Point localization data:

******

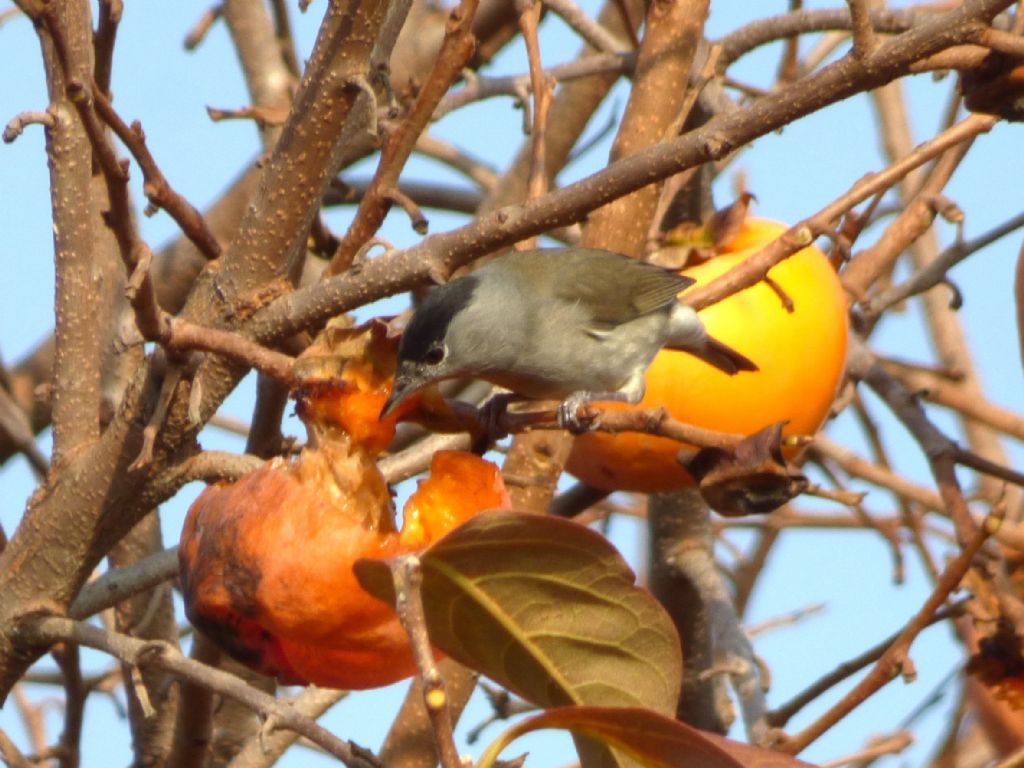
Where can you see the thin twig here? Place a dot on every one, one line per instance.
(408, 576)
(18, 123)
(895, 659)
(598, 37)
(199, 32)
(457, 48)
(863, 31)
(48, 630)
(157, 188)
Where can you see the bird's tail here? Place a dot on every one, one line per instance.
(722, 356)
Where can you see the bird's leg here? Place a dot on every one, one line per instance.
(489, 416)
(568, 417)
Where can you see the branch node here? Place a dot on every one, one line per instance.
(18, 123)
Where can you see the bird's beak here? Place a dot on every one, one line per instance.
(403, 388)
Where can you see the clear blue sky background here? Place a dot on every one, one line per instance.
(794, 173)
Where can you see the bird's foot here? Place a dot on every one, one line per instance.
(489, 417)
(568, 410)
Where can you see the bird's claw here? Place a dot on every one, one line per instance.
(568, 414)
(489, 417)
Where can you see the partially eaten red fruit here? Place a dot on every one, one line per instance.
(266, 561)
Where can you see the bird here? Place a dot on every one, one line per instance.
(572, 324)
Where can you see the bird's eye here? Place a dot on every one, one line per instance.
(434, 355)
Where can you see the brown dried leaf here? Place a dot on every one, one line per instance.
(753, 479)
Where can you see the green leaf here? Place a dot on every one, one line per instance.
(547, 608)
(651, 739)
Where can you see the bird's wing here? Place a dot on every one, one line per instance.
(621, 289)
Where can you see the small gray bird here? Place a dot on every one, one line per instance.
(569, 324)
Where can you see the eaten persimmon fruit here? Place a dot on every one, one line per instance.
(266, 562)
(801, 356)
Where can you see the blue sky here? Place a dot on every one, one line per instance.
(793, 172)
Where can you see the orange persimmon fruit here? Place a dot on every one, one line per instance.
(266, 561)
(801, 355)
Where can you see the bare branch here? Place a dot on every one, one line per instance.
(137, 652)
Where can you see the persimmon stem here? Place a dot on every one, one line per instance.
(408, 574)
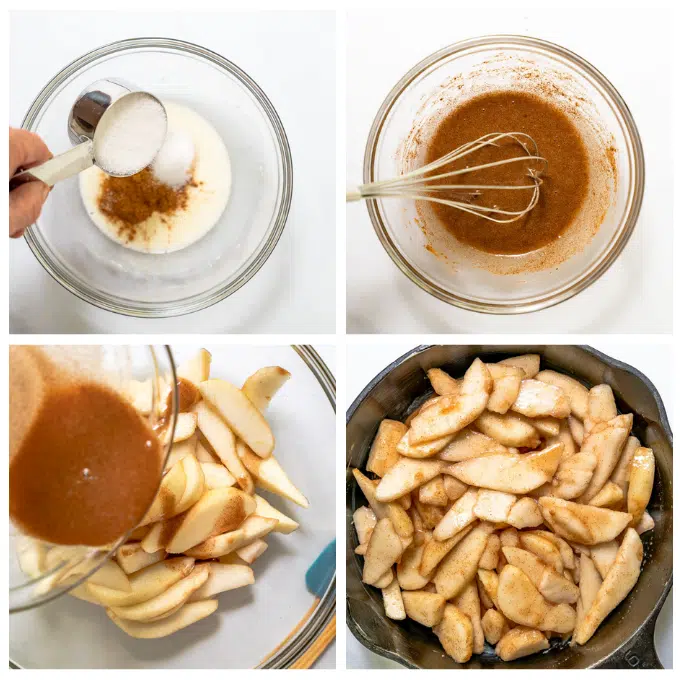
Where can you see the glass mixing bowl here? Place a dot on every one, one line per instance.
(110, 276)
(115, 365)
(466, 65)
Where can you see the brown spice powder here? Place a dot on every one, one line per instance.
(130, 201)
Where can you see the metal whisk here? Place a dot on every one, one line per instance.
(420, 185)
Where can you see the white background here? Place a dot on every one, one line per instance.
(364, 362)
(283, 52)
(632, 49)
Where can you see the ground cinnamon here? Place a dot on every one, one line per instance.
(130, 201)
(565, 179)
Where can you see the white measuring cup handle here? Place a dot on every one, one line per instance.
(60, 167)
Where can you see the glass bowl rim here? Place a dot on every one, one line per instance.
(276, 225)
(633, 200)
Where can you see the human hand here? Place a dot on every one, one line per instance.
(26, 149)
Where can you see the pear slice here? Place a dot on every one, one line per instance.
(529, 363)
(405, 476)
(168, 497)
(511, 473)
(509, 429)
(284, 524)
(132, 557)
(582, 523)
(217, 546)
(262, 385)
(223, 441)
(217, 512)
(216, 476)
(384, 549)
(183, 617)
(144, 584)
(240, 414)
(619, 581)
(459, 567)
(196, 369)
(576, 393)
(270, 475)
(537, 399)
(223, 577)
(469, 444)
(195, 483)
(169, 600)
(641, 482)
(249, 553)
(400, 519)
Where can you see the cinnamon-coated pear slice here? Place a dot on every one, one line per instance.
(183, 617)
(619, 581)
(262, 385)
(218, 511)
(163, 603)
(240, 414)
(223, 577)
(223, 442)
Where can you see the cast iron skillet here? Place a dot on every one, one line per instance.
(626, 638)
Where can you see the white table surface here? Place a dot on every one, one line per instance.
(635, 295)
(283, 52)
(364, 362)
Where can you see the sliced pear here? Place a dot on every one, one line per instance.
(405, 476)
(196, 369)
(240, 414)
(216, 476)
(217, 512)
(511, 473)
(223, 577)
(641, 482)
(442, 383)
(538, 399)
(270, 475)
(144, 584)
(520, 642)
(223, 441)
(217, 546)
(383, 454)
(393, 602)
(168, 497)
(583, 523)
(455, 634)
(284, 524)
(183, 617)
(509, 429)
(459, 567)
(169, 600)
(529, 363)
(470, 444)
(573, 389)
(195, 483)
(262, 385)
(384, 549)
(619, 581)
(132, 557)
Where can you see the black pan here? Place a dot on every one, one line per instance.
(626, 638)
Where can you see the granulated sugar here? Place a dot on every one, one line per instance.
(130, 134)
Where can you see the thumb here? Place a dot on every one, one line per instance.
(25, 204)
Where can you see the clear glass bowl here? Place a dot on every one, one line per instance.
(116, 365)
(99, 271)
(396, 221)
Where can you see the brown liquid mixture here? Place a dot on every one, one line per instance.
(84, 465)
(565, 178)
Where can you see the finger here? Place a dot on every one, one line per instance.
(25, 204)
(26, 149)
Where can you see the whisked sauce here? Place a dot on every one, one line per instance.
(565, 177)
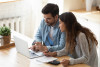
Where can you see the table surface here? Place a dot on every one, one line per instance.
(9, 57)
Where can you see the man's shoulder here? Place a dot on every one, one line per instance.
(43, 22)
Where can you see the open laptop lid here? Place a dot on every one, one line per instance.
(21, 45)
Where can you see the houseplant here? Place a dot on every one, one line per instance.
(5, 32)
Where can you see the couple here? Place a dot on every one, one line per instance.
(71, 39)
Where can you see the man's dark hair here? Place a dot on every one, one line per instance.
(51, 8)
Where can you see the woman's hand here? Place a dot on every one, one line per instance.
(65, 62)
(46, 53)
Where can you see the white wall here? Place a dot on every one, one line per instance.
(73, 4)
(18, 8)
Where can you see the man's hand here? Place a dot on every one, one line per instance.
(65, 62)
(38, 47)
(46, 53)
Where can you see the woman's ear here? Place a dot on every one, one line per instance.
(56, 17)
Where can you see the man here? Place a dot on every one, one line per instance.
(49, 37)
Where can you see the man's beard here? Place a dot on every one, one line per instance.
(51, 24)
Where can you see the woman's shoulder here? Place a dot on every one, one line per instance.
(81, 35)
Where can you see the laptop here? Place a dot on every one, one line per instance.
(21, 43)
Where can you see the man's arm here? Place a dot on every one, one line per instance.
(60, 45)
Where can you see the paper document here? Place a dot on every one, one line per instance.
(45, 59)
(37, 53)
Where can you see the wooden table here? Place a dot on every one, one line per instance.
(10, 58)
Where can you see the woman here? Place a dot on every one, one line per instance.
(80, 42)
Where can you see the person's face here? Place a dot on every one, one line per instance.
(62, 26)
(50, 20)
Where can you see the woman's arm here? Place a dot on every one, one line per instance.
(83, 43)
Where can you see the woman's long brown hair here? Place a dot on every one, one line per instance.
(73, 28)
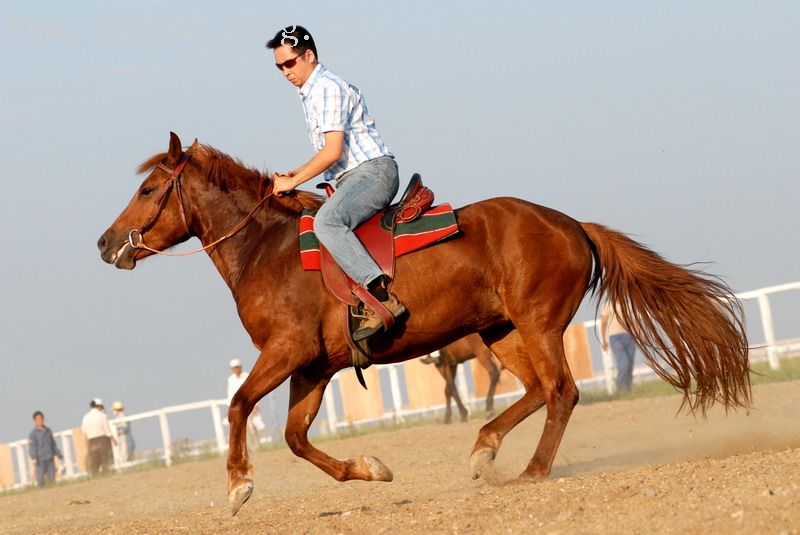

******

Exercise objective:
Your output must match the records word for word, apart from the images, which are left out.

Exercise answer:
Where can you see the thin twig here? Place a dot on every one, one line per instance.
(408, 576)
(18, 123)
(895, 659)
(598, 37)
(199, 32)
(457, 48)
(863, 31)
(48, 630)
(157, 188)
Where can you see the bird's tail here? Place a dot on every one, one line per instance.
(722, 356)
Where can you see the bird's leg here? Place a dot on every one, one line per instance.
(489, 416)
(568, 417)
Where can you see the branch node here? Place a dot on every one, one line per instance.
(18, 123)
Where can you see the bird's beak here? Place a dot on every one, one line per instance.
(403, 388)
Where can you see the clear blue sky background here? Place a dot on every one, one line per instance.
(794, 173)
Where can you see the bird's foot here? Place a dot on every one, one line per instance.
(489, 417)
(568, 410)
Where can you see the bird's claw here? Place a dot on every one, one line per instance.
(568, 414)
(489, 417)
Where can you see the partially eaten red fruit here? Place a dot on every one, one line per instance.
(266, 561)
Where can you see the bird here? Place a dot on every one, one line per instance.
(572, 324)
Where can you see the bird's eye here? Place a dot on every one, one line per instance.
(434, 355)
Where can you see the brown dried leaf here? Place a dot on every one, one line per instance.
(753, 479)
Where can you see the green leaf here? Place a dot on every one, one line per instance.
(547, 608)
(651, 739)
Where can you see the bird's wing here? Place a dot on every one, one line per instance.
(621, 289)
Where can you see the small gray bird here? Place a dot on every one, one line per instance.
(569, 324)
Where can you see the eaten persimmon fruit here? Place a dot on every one, one line per instance.
(266, 562)
(801, 356)
Where can you see the blue sky here? Place a dot on every one, one line per instance.
(793, 172)
Where can you see the orange persimmon fruit here? Place a dot on every one, one line per instance.
(266, 561)
(801, 355)
Where can you see the bare branch here? Place a dot on every one, one line per instance.
(137, 652)
Where can you see the persimmon stem here? Place a dot on every one, one line per instance.
(408, 574)
Where can you see the glass mixing bowl here? Place a dot on every one, one line per instance.
(110, 276)
(115, 365)
(466, 65)
Where can you see the brown spice powder here? Place a dot on every one, one line per instance.
(130, 201)
Where can you see the metal whisk here? Place a dot on every one, one line per instance.
(420, 185)
Where can you see the white background here? Place a dot on every one, one line per instance.
(364, 362)
(283, 52)
(632, 49)
Where can you see the ground cinnamon here? Place a dot on every one, one line per instance.
(130, 201)
(565, 179)
Where can you see the white measuring cup handle here? Place a dot on every one, one line per instance.
(60, 167)
Where can you see the glass bowl rim here? Place a dot on every one, one line per instance.
(276, 225)
(633, 200)
Where can you see the human hand here? Place a dot on every one, one line per instance.
(26, 149)
Where can you see the pear slice here? Place a dot on every one, one line per instance.
(529, 363)
(405, 476)
(168, 497)
(511, 473)
(509, 429)
(284, 524)
(132, 557)
(582, 523)
(217, 546)
(262, 385)
(223, 441)
(217, 512)
(216, 476)
(384, 549)
(183, 617)
(144, 584)
(240, 414)
(619, 581)
(459, 567)
(196, 369)
(576, 393)
(270, 475)
(537, 399)
(223, 577)
(469, 444)
(195, 483)
(169, 600)
(641, 482)
(249, 553)
(400, 519)
Where can you see the cinnamon-coated pear slice here? Place a dot on every one, one line per instance.
(183, 617)
(619, 581)
(262, 385)
(218, 511)
(163, 603)
(240, 414)
(223, 577)
(223, 442)
Where can you see the cast iron skillet here? Place a dot on every one, one line per instance.
(626, 638)
Where can you see the white table surface here? Place a dot on every one, one line per instance.
(635, 295)
(283, 52)
(364, 362)
Where can you see the sliced pear here? Place a dot on every one, one line per instance.
(405, 476)
(196, 369)
(240, 414)
(216, 476)
(217, 512)
(511, 473)
(223, 577)
(641, 482)
(442, 383)
(538, 399)
(270, 475)
(144, 584)
(520, 642)
(223, 441)
(217, 546)
(383, 454)
(393, 602)
(168, 497)
(583, 523)
(455, 634)
(284, 524)
(183, 617)
(509, 429)
(459, 567)
(169, 600)
(529, 363)
(470, 444)
(573, 389)
(195, 483)
(262, 385)
(384, 549)
(619, 581)
(132, 557)
Where can you see the black pan here? Place a dot on every one, one line per instance.
(626, 638)
Where can you see the granulated sugar here? Place a dot on every one, one line per instance.
(130, 134)
Where can you see the thumb here? Place a dot on every one, one line per instance.
(25, 204)
Where can you see the clear glass bowl here? Place a dot on every one, one line per instance.
(116, 365)
(99, 271)
(396, 221)
Where can you see the brown liquid mixture here? Place a dot on every one, one line per instance.
(84, 465)
(565, 178)
Where can you see the finger here? Place a dot on every one, one line per instance.
(25, 204)
(26, 149)
Where can you see the whisked sauce here? Place a dot on every one, one line per instance.
(565, 177)
Where can you see the table surface here? Place a dot on every one, one line per instance.
(9, 57)
Where can you see the man's shoulder here? Place a dot on every one, one line per instance.
(43, 22)
Where can you see the open laptop lid here? Place a dot on every one, one line per instance.
(21, 45)
Where can you see the houseplant here? Place a dot on every one, one line per instance.
(5, 32)
Where can you see the couple here? Place a dot on every one, one line per instance.
(71, 39)
Where can you see the man's dark hair here? Place a dot on every one, one line per instance.
(51, 8)
Where can you see the woman's hand here? Place a dot on every one, one line per instance.
(65, 62)
(46, 53)
Where can you see the white wall here? Place a dot on every one, one line per instance.
(73, 4)
(18, 8)
Where can you see the man's hand here? Place a dot on every one, one line per instance.
(65, 62)
(38, 47)
(46, 53)
Where can you see the woman's ear here? Place a dot on every one, one line per instance.
(56, 17)
Where can you see the man here? Place a dot on every one, one line per instance.
(49, 37)
Where can you see the man's beard here? Place a dot on every one, one line per instance.
(51, 24)
Where can you see the woman's shoulder here? Place a dot on every one, one line per instance.
(81, 35)
Where can you see the laptop here? Place a dot on every one, one line per instance.
(21, 43)
Where can you see the man's arm here? Place a dot on every one, one line per instance.
(60, 45)
Where can you see the paper document here? Place a dot on every one, one line per instance.
(45, 59)
(37, 53)
Where can you see the wooden table here? Place a dot on every one, one line per instance.
(10, 58)
Where can you see the woman here? Place a dot on every one, one line per instance.
(80, 42)
Where can you see the person's face here? Place a dot on every one, one line per instance.
(62, 26)
(50, 20)
Where can you see the woman's arm here? Place a dot on every one, one line per instance.
(83, 43)
Where can you see the woman's long brown hair here? Place a dot on every one, one line per instance.
(73, 28)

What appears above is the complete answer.